#### [MATERIAL TO PROCESS]
━━━━━━

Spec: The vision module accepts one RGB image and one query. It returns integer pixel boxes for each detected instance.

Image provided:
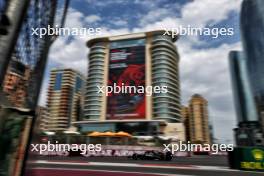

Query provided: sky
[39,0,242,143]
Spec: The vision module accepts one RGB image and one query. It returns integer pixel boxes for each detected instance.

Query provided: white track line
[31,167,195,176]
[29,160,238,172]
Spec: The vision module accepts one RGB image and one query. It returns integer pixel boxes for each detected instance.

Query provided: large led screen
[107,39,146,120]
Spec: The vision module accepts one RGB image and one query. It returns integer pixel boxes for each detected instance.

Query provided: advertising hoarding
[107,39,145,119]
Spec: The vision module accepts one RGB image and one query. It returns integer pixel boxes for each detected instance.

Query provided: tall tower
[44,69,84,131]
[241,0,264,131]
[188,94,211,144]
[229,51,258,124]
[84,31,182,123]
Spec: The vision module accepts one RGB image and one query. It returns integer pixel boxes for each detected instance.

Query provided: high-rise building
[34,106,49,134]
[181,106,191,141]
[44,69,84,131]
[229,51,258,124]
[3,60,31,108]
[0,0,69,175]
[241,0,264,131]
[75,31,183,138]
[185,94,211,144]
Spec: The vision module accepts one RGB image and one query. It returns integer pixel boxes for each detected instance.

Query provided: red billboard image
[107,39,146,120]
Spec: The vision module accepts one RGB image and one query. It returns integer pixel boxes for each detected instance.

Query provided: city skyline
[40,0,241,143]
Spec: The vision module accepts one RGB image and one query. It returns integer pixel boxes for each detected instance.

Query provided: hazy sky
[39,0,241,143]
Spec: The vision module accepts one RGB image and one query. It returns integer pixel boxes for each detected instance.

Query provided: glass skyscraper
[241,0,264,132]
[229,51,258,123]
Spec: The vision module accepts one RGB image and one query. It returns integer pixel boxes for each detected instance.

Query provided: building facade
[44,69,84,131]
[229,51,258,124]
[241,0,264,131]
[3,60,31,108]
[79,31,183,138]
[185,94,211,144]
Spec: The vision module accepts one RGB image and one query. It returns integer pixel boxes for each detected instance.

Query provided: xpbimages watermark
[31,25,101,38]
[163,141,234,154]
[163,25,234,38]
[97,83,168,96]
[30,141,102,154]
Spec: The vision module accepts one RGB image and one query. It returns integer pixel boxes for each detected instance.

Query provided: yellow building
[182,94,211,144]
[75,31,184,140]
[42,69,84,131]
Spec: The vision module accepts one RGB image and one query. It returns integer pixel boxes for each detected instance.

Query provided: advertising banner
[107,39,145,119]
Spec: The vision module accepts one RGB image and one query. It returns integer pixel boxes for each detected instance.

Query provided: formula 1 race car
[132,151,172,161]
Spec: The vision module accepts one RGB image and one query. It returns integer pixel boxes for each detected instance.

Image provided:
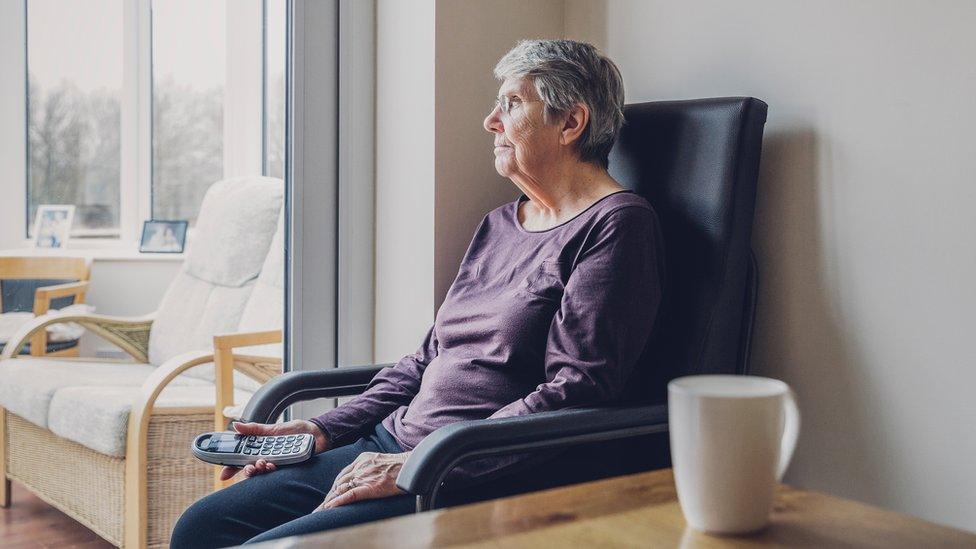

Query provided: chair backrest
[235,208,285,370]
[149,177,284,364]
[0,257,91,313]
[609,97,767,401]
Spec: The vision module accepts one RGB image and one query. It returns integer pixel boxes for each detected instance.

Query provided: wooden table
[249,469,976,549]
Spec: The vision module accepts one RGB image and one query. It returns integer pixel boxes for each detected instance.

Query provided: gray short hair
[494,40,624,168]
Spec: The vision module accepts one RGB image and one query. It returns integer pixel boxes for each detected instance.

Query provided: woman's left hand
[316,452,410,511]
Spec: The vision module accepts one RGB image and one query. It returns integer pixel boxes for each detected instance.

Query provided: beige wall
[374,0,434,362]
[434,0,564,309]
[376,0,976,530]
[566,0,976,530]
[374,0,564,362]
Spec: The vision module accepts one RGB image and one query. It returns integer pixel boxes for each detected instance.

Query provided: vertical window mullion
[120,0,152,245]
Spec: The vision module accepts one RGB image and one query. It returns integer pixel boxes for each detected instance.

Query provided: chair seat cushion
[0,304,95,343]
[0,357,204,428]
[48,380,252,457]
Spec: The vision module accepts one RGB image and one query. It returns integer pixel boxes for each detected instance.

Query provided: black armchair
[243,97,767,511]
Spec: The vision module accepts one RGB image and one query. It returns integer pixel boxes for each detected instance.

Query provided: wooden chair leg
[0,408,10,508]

━━━━━━

#### [WRITTEN EXERCISE]
Scale the listing from its first line through the line containing "[29,160,238,172]", both included, and write out every line in that span, not only the answers. Multiply each bounding-box coordinate in the answers by 0.9, round to whole numbers with halves going up, and leave out the picture.

#### [COMPLETE RESPONSE]
Spec: The vision module accepts one RGB image and one query. It returns integer pixel boxes for each detected instance.

Image provided:

Query provided: sky
[35,0,218,129]
Spec: The vision module accepts one RGB image and one query. It returns integer pixel boxes for each detected instance.

Query provided: white track line
[28,150,176,158]
[26,144,214,155]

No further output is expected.